Extract to read:
Assuming that this delay instruction is always 3-operand, then the "NO_DEP" instruction ID specifies that the second portion (the skip and the instruction ID) is "null", i.e. the second portion of the instruction can be ignored. So maybe that's how "NEXT" is used, it's just an explicit code word in the compression scheme which always has three code words, e.g.:

Code:
delay VALU_DEP_4, NEXT, NO_DEP

Still trying to understand why CYCLE is being used for some instruction IDs. Could it be due to the TRANS SIMD being multi-cycle, such that it can consume either SALU or FMA results with an issue-offset? I have a suspicion that RDNA (1 and 2) can only issue to TRANS on certain clock cycles, e.g. only on even-numbered clock cycles. So perhaps the issue limitations for RDNA 3 TRANS are more nuanced and offsets can be applied depending upon the dependency that applies to a TRANS instruction.

Provided data:

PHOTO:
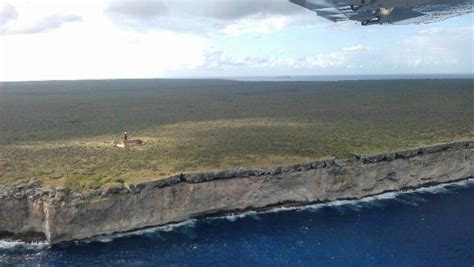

What to do:
(a) From the post on the delay instruction, return the passage that opens with the words containing "Assuming that this" and closes with "a TRANS instruction.".
(b) Restate as a brief bulleted list the paragraph of the post on the delay instruction that begins "Still trying to understand why CYCLE," keeping its main points.
The data placed after the post on the delay instruction is not required here.

The solutions:
(a)
Assuming that this delay instruction is always 3-operand, then the "NO_DEP" instruction ID specifies that the second portion (the skip and the instruction ID) is "null", i.e. the second portion of the instruction can be ignored. So maybe that's how "NEXT" is used, it's just an explicit code word in the compression scheme which always has three code words, e.g.:

Code:
delay VALU_DEP_4, NEXT, NO_DEP

Still trying to understand why CYCLE is being used for some instruction IDs. Could it be due to the TRANS SIMD being multi-cycle, such that it can consume either SALU or FMA results with an issue-offset? I have a suspicion that RDNA (1 and 2) can only issue to TRANS on certain clock cycles, e.g. only on even-numbered clock cycles. So perhaps the issue limitations for RDNA 3 TRANS are more nuanced and offsets can be applied depending upon the dependency that applies to a TRANS instruction.

(b)
- It is still unclear why CYCLE is used for some instruction IDs.
- One possible reason is that the TRANS SIMD is multi-cycle, so it can consume SALU or FMA results with an issue offset.
- There is a suspicion that RDNA 1 and 2 can issue to TRANS only on certain clock cycles, such as even-numbered ones.
- RDNA 3's TRANS issue limitations may therefore be more nuanced, with offsets applied depending on the dependency that affects a TRANS instruction.